■ **To be done**:
Restate all the material verbatim, except for the pictures.

■ **Dataset records**:

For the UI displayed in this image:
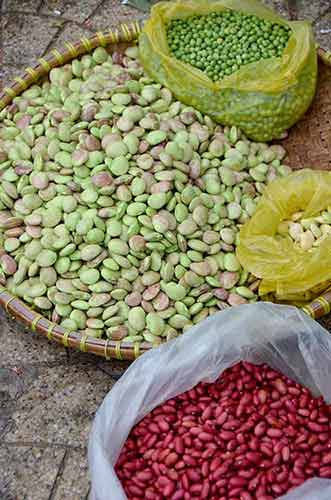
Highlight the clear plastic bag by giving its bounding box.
[139,0,317,141]
[237,169,331,303]
[89,302,331,500]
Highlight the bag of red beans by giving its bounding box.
[89,302,331,500]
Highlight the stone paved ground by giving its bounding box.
[0,0,331,500]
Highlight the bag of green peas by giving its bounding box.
[139,0,317,141]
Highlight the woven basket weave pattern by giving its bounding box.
[0,21,331,360]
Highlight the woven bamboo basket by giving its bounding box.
[0,21,331,360]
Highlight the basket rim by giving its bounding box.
[0,21,331,360]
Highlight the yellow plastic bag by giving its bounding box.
[237,170,331,303]
[139,0,317,141]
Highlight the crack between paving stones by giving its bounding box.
[98,366,127,380]
[47,450,68,500]
[84,486,91,500]
[0,440,87,452]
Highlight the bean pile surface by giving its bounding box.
[167,10,291,81]
[0,47,290,344]
[115,362,331,500]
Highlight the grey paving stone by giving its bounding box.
[0,309,68,367]
[296,0,331,21]
[3,15,58,65]
[0,365,38,435]
[2,0,41,14]
[41,0,102,23]
[52,450,90,500]
[3,362,114,448]
[0,445,66,500]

■ **Finished task**:
For the UI displayed in this image:
Highlight the clear plastic bag by giving its bounding box.
[139,0,317,141]
[237,169,331,303]
[89,302,331,500]
Highlight the bag of red beans by giving its bounding box.
[89,302,331,500]
Highlight the stone paved ground by giving its bounding box.
[0,0,331,500]
Highlight the bag of green peas by giving its bounding box.
[139,0,317,141]
Highlight the woven basket weave pattern by giving its bounding box.
[0,21,331,360]
Highlight the woven bamboo basket by giving its bounding box.
[0,21,331,360]
Highlight the basket rim by giving its bounding box.
[0,21,331,360]
Highlight the yellow plastic bag by giving its bounding box.
[237,170,331,303]
[139,0,317,141]
Highlight the crack between paving stones by giving its bounding box.
[98,366,127,380]
[47,450,68,500]
[84,486,91,500]
[0,440,87,452]
Highlight the bean pile surface by giving its bounding box.
[167,10,291,81]
[0,47,290,344]
[115,362,331,500]
Highlight the grey paving stone by giving its bounding box.
[0,309,68,367]
[296,0,331,21]
[3,15,58,65]
[0,365,38,435]
[2,0,41,14]
[41,0,102,23]
[52,450,90,500]
[3,362,114,448]
[0,445,66,500]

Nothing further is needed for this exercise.